## GOAL
Arrange every line of the records below as a Markdown table with two columns, No. and Line: a row number and the line itself, omitting blank lines.

- - - - - - -

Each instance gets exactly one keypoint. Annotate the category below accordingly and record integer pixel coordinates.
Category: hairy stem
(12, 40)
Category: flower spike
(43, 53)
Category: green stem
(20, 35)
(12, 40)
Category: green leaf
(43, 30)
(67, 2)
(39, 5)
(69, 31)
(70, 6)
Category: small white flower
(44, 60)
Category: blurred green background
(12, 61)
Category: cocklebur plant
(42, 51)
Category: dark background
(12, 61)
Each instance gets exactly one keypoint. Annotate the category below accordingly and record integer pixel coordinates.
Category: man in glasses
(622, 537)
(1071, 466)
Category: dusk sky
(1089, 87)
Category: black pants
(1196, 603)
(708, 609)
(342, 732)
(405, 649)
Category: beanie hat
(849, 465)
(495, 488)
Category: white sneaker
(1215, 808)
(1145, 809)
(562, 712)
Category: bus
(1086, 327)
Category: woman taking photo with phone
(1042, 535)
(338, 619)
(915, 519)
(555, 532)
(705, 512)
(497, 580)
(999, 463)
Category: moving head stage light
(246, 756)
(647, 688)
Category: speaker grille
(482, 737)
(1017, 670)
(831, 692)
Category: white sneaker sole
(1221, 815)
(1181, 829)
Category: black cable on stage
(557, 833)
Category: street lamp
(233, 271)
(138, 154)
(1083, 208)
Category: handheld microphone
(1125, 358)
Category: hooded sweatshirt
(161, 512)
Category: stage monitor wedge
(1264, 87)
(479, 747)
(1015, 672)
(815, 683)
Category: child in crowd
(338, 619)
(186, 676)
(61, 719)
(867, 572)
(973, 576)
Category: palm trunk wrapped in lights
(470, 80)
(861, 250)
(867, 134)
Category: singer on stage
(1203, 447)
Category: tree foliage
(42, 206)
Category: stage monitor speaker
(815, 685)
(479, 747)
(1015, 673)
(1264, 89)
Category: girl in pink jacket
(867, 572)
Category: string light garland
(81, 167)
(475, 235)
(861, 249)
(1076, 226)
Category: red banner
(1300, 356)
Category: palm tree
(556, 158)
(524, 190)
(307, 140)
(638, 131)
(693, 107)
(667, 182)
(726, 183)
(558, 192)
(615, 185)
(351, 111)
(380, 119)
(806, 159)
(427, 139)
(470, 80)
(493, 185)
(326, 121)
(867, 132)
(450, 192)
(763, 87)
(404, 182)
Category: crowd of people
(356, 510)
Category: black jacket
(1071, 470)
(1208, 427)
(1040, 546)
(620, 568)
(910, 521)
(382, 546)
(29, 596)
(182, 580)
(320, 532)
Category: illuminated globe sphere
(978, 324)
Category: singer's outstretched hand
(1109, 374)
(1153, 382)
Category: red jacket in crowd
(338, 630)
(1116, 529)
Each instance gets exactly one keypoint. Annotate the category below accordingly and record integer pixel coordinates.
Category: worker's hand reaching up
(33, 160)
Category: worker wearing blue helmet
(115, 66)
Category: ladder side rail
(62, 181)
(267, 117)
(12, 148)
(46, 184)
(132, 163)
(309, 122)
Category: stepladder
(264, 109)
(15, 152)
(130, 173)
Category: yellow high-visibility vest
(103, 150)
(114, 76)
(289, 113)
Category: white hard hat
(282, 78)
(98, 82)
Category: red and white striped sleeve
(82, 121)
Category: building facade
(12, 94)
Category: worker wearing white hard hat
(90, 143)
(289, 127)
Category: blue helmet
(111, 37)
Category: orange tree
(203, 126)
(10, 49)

- - - - - - -

## WORKED SOLUTION
| No. | Line |
|---|---|
| 1 | Each instance gets exactly one keypoint. Annotate the category below accordingly and record integer pixel coordinates. |
| 2 | Category: hairy stem |
| 3 | (12, 40) |
| 4 | Category: flower spike |
| 5 | (43, 53) |
| 6 | Category: green stem |
| 7 | (20, 35) |
| 8 | (12, 40) |
| 9 | Category: green leaf |
| 10 | (43, 30) |
| 11 | (67, 2) |
| 12 | (39, 5) |
| 13 | (69, 31) |
| 14 | (70, 6) |
| 15 | Category: small white flower |
| 16 | (44, 60) |
| 17 | Category: blurred green background |
| 18 | (12, 61) |
| 19 | Category: cocklebur plant |
| 20 | (42, 51) |
| 21 | Category: dark background |
| 22 | (12, 61) |
| 23 | Each instance gets exactly one keypoint. Annotate the category below accordingly and record integer pixel coordinates. |
| 24 | Category: man in glasses |
| 25 | (622, 537) |
| 26 | (1071, 466) |
| 27 | Category: dusk sky |
| 28 | (1089, 87) |
| 29 | Category: black pants |
| 30 | (1196, 603) |
| 31 | (708, 609) |
| 32 | (342, 732) |
| 33 | (405, 649) |
| 34 | Category: beanie hat |
| 35 | (849, 465) |
| 36 | (495, 488) |
| 37 | Category: white sneaker |
| 38 | (1215, 808) |
| 39 | (1145, 809) |
| 40 | (562, 712) |
| 41 | Category: bus |
| 42 | (1086, 327) |
| 43 | Category: woman taking photo with phone |
| 44 | (1042, 535) |
| 45 | (338, 619) |
| 46 | (915, 519) |
| 47 | (555, 532) |
| 48 | (705, 512) |
| 49 | (497, 580) |
| 50 | (999, 463) |
| 51 | Category: moving head stage light |
| 52 | (246, 756) |
| 53 | (647, 688) |
| 54 | Category: speaker grille |
| 55 | (482, 737) |
| 56 | (1017, 670) |
| 57 | (831, 692) |
| 58 | Category: white sneaker sole |
| 59 | (1221, 815) |
| 60 | (1181, 829) |
| 61 | Category: black cable on stage |
| 62 | (557, 833) |
| 63 | Category: street lamp |
| 64 | (233, 271) |
| 65 | (138, 154) |
| 66 | (1083, 208) |
| 67 | Category: handheld microphone |
| 68 | (1125, 358) |
| 69 | Category: hooded sweatshirt |
| 70 | (161, 512) |
| 71 | Category: stage monitor wedge |
| 72 | (1264, 87) |
| 73 | (479, 747) |
| 74 | (1015, 672) |
| 75 | (815, 683) |
| 76 | Category: child in crowd |
| 77 | (338, 619) |
| 78 | (186, 676) |
| 79 | (61, 719) |
| 80 | (867, 572) |
| 81 | (973, 576) |
| 82 | Category: palm trunk wrapped in lights |
| 83 | (470, 80) |
| 84 | (861, 250) |
| 85 | (867, 134) |
| 86 | Category: singer on stage |
| 87 | (1203, 447) |
| 88 | Category: tree foliage |
| 89 | (42, 206) |
| 90 | Category: stage monitor speaker |
| 91 | (815, 685) |
| 92 | (479, 747) |
| 93 | (1015, 673) |
| 94 | (1264, 89) |
| 95 | Category: girl in pink jacket |
| 96 | (867, 572) |
| 97 | Category: string light garland |
| 98 | (81, 167) |
| 99 | (475, 235) |
| 100 | (861, 249) |
| 101 | (1076, 226) |
| 102 | Category: red banner |
| 103 | (1300, 356) |
| 104 | Category: palm tree |
| 105 | (556, 158) |
| 106 | (524, 190) |
| 107 | (307, 140) |
| 108 | (638, 131) |
| 109 | (693, 107) |
| 110 | (667, 182) |
| 111 | (726, 183) |
| 112 | (558, 192) |
| 113 | (615, 185) |
| 114 | (351, 111) |
| 115 | (380, 119) |
| 116 | (806, 159) |
| 117 | (427, 139) |
| 118 | (470, 80) |
| 119 | (493, 185) |
| 120 | (326, 121) |
| 121 | (867, 132) |
| 122 | (450, 192) |
| 123 | (763, 87) |
| 124 | (404, 182) |
| 125 | Category: crowd of people |
| 126 | (356, 510) |
| 127 | Category: black jacket |
| 128 | (1071, 470) |
| 129 | (1208, 427) |
| 130 | (1040, 546) |
| 131 | (620, 568) |
| 132 | (910, 521) |
| 133 | (382, 546) |
| 134 | (29, 596) |
| 135 | (182, 580) |
| 136 | (320, 532) |
| 137 | Category: illuminated globe sphere |
| 138 | (978, 324) |
| 139 | Category: singer's outstretched hand |
| 140 | (1109, 374) |
| 141 | (1153, 382) |
| 142 | Category: red jacket in crowd |
| 143 | (338, 630) |
| 144 | (1116, 529) |
| 145 | Each instance gets exactly one keypoint. Annotate the category below accordingly and record integer pixel coordinates. |
| 146 | Category: worker's hand reaching up |
| 147 | (33, 160) |
| 148 | Category: worker wearing blue helmet |
| 149 | (115, 66) |
| 150 | Category: ladder side rail |
| 151 | (62, 181) |
| 152 | (267, 117) |
| 153 | (12, 148) |
| 154 | (46, 184) |
| 155 | (132, 163) |
| 156 | (309, 122) |
| 157 | Category: stepladder |
| 158 | (264, 109) |
| 159 | (15, 152) |
| 160 | (130, 173) |
| 161 | Category: yellow high-visibility vest |
| 162 | (103, 150) |
| 163 | (114, 76) |
| 164 | (289, 113) |
| 165 | Category: white hard hat |
| 166 | (282, 78) |
| 167 | (98, 82) |
| 168 | Category: red and white striped sleeve |
| 169 | (82, 121) |
| 170 | Category: building facade |
| 171 | (12, 94) |
| 172 | Category: worker wearing white hard hat |
| 173 | (90, 143) |
| 174 | (289, 127) |
| 175 | Category: blue helmet |
| 176 | (111, 37) |
| 177 | Category: orange tree |
| 178 | (203, 126) |
| 179 | (10, 49) |